Written request: Extract every line of the listing below and reproduce each one verbatim.
[START]
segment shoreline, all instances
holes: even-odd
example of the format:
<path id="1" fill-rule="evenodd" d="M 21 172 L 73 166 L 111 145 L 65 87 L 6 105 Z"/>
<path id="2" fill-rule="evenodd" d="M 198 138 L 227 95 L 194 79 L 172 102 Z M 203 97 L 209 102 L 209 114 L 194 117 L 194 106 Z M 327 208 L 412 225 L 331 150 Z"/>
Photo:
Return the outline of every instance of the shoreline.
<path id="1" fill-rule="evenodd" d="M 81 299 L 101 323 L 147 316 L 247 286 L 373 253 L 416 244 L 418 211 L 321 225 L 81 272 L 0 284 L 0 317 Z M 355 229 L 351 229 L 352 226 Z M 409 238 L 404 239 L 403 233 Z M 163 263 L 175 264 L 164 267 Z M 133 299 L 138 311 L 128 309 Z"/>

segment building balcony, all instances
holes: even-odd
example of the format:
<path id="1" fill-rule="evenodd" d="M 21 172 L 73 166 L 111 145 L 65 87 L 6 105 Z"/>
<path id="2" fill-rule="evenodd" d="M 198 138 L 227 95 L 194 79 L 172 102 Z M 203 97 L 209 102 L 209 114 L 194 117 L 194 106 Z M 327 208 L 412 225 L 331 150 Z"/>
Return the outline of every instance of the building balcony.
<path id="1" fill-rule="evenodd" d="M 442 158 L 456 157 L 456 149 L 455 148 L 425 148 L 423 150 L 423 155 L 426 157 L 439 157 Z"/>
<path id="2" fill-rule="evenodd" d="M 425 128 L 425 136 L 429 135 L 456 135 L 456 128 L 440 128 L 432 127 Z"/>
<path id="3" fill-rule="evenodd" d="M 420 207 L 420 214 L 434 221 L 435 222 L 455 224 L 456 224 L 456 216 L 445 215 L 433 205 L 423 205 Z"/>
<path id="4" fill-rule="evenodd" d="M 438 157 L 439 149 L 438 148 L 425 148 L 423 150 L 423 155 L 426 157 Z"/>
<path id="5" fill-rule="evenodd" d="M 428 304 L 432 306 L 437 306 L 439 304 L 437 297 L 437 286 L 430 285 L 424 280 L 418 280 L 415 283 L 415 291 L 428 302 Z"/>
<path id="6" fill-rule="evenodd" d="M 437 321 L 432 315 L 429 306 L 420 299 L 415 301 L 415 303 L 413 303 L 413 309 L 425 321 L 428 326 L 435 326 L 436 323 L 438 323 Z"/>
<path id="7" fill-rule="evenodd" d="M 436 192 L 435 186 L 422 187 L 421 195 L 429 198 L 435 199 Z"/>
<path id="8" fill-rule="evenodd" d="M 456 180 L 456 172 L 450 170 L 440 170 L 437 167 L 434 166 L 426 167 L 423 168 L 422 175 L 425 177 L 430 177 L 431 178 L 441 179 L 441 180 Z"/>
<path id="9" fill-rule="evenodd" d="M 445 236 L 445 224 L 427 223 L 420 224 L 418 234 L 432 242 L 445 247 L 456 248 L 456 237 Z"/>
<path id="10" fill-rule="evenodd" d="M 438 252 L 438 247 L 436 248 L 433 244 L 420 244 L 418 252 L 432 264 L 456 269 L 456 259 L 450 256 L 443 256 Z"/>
[END]
Answer to the problem:
segment shoreline, all instances
holes: even-odd
example of the format:
<path id="1" fill-rule="evenodd" d="M 21 172 L 73 166 L 111 145 L 65 87 L 6 105 Z"/>
<path id="2" fill-rule="evenodd" d="M 198 138 L 227 95 L 194 79 L 172 102 Z M 203 97 L 209 102 L 209 114 L 194 117 L 194 106 Z M 327 208 L 412 225 L 331 150 Z"/>
Photo:
Return the outline of every instance of the shoreline.
<path id="1" fill-rule="evenodd" d="M 81 299 L 101 323 L 147 316 L 247 286 L 373 253 L 416 244 L 418 211 L 321 225 L 81 272 L 0 284 L 0 317 Z M 355 229 L 351 229 L 352 226 Z M 409 238 L 404 239 L 403 233 Z M 163 263 L 175 264 L 164 267 Z M 133 299 L 138 311 L 128 309 Z"/>

segment building balcony, all instances
holes: even-odd
example of the format:
<path id="1" fill-rule="evenodd" d="M 21 172 L 73 166 L 111 145 L 65 87 L 6 105 Z"/>
<path id="2" fill-rule="evenodd" d="M 198 138 L 227 95 L 194 79 L 172 102 Z M 203 97 L 209 102 L 209 114 L 194 117 L 194 106 Z M 327 208 L 412 225 L 331 150 Z"/>
Return the outline of every instance of the building balcony.
<path id="1" fill-rule="evenodd" d="M 442 158 L 456 157 L 456 149 L 455 148 L 425 148 L 423 150 L 423 155 L 426 157 L 439 157 Z"/>
<path id="2" fill-rule="evenodd" d="M 425 128 L 425 136 L 429 135 L 456 135 L 456 128 L 440 128 L 432 127 Z"/>
<path id="3" fill-rule="evenodd" d="M 420 207 L 420 214 L 434 221 L 435 222 L 455 224 L 456 224 L 456 216 L 445 215 L 433 205 L 423 205 Z"/>
<path id="4" fill-rule="evenodd" d="M 438 157 L 439 149 L 438 148 L 425 148 L 423 150 L 423 155 L 426 157 Z"/>
<path id="5" fill-rule="evenodd" d="M 428 304 L 432 306 L 437 306 L 439 304 L 437 297 L 437 286 L 430 285 L 424 280 L 418 280 L 415 283 L 415 291 L 428 302 Z"/>
<path id="6" fill-rule="evenodd" d="M 437 321 L 432 315 L 429 306 L 420 299 L 415 301 L 415 303 L 413 303 L 413 309 L 425 321 L 428 326 L 435 326 L 436 323 L 438 323 Z"/>
<path id="7" fill-rule="evenodd" d="M 436 192 L 435 186 L 422 187 L 421 195 L 429 198 L 435 199 Z"/>
<path id="8" fill-rule="evenodd" d="M 456 180 L 456 172 L 450 170 L 440 170 L 437 167 L 434 166 L 426 167 L 423 168 L 422 175 L 425 177 L 430 177 L 431 178 L 441 179 L 441 180 Z"/>
<path id="9" fill-rule="evenodd" d="M 445 236 L 445 224 L 427 223 L 420 224 L 418 234 L 432 242 L 445 247 L 456 248 L 456 237 Z"/>
<path id="10" fill-rule="evenodd" d="M 438 252 L 438 247 L 436 248 L 433 244 L 420 244 L 418 252 L 432 264 L 456 269 L 456 259 L 450 256 L 443 256 Z"/>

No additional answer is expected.